---- Texto de la página

# METEOROLOGÍA > Sequia >  ASAJA Y UAGA solicitan que se reúna la Mesa de la Sequía para buscar soluciones a la falta de agua

## sergi1907

Mié, 07/09/2011

Europa Press
Los sindicatos agrarios ASAJA Y UAGA han solicitado que se reúna la Mesa de la Sequía para buscar soluciones a la falta de agua. El presidente de ASAJA Huesca, Fernando Luna, ha criticado, de nuevo, que la actual falta de recursos hídricos responde a un "problema estructural". HUESCA, 6 (EUROPA PRESS) 

 Los sindicatos agrarios ASAJA Y UAGA han solicitado que se reúna la Mesa de la Sequía para buscar soluciones a la falta de agua. El presidente de ASAJA Huesca, Fernando Luna, ha criticado, de nuevo, que la actual falta de recursos hídricos responde a un "problema estructural". 

 Los sistemas de riego actuales, el Canal de Aragón y Cataluña y Riegos del Altoaragón, sólo pueden almacenar agua para un año. Según ha explicado Luna, con los buenos precios del cereal del primavera, muchos agricultores se han lanzado masivamente a sembrar maíz, girasol y alfalfa. Una situación que "ha sacado de nuevo a la luz las carencias de agua en nuestra comunidad".

--------

## [Ejercicios propuestos]
A. Copia el fragmento del texto sobre la Mesa de la Sequía que va entre "# METEOROLOGÍA >" y "6 (EUROPA PRESS)", ambos incluidos.
B. Responde a las siguientes preguntas según el texto sobre la Mesa de la Sequía:
(i) ¿Qué cargo ocupa Fernando Luna?
(ii) ¿Para cuánto tiempo pueden almacenar agua los sistemas de riego actuales?
(iii) ¿Qué cultivos se han lanzado a sembrar masivamente muchos agricultores?

---- Datos extraídos

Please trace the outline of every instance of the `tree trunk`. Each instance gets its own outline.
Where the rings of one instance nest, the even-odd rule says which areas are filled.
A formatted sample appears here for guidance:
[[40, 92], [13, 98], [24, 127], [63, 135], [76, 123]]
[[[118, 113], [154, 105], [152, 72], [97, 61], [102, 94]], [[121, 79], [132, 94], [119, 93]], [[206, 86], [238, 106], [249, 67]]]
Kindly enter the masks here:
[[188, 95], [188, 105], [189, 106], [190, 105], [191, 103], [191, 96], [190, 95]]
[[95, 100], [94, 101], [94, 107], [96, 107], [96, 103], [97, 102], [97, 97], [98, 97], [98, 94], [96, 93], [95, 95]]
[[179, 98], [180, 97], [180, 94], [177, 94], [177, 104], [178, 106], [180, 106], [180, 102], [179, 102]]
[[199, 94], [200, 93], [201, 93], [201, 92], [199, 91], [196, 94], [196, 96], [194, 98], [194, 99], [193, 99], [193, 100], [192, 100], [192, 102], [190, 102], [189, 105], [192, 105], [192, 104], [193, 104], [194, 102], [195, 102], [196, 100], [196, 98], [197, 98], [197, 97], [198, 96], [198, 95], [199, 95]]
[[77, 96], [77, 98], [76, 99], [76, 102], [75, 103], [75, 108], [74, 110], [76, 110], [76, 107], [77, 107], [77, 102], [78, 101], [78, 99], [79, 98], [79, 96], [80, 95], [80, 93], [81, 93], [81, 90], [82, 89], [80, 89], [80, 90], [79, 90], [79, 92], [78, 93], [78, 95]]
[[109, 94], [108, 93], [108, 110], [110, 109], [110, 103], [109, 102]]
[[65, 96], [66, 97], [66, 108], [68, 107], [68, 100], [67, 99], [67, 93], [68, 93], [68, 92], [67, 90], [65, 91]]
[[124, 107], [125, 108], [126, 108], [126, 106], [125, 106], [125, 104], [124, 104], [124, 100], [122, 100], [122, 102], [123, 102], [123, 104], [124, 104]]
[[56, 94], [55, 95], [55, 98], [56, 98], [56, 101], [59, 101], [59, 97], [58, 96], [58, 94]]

--------

## [Soluciones]
A.
# METEOROLOGÍA > Sequia >  ASAJA Y UAGA solicitan que se reúna la Mesa de la Sequía para buscar soluciones a la falta de agua

## sergi1907

Mié, 07/09/2011

Europa Press
Los sindicatos agrarios ASAJA Y UAGA han solicitado que se reúna la Mesa de la Sequía para buscar soluciones a la falta de agua. El presidente de ASAJA Huesca, Fernando Luna, ha criticado, de nuevo, que la actual falta de recursos hídricos responde a un "problema estructural". HUESCA, 6 (EUROPA PRESS)

B.
(i) Es presidente de ASAJA Huesca.
(ii) Para un año.
(iii) Maíz, girasol y alfalfa.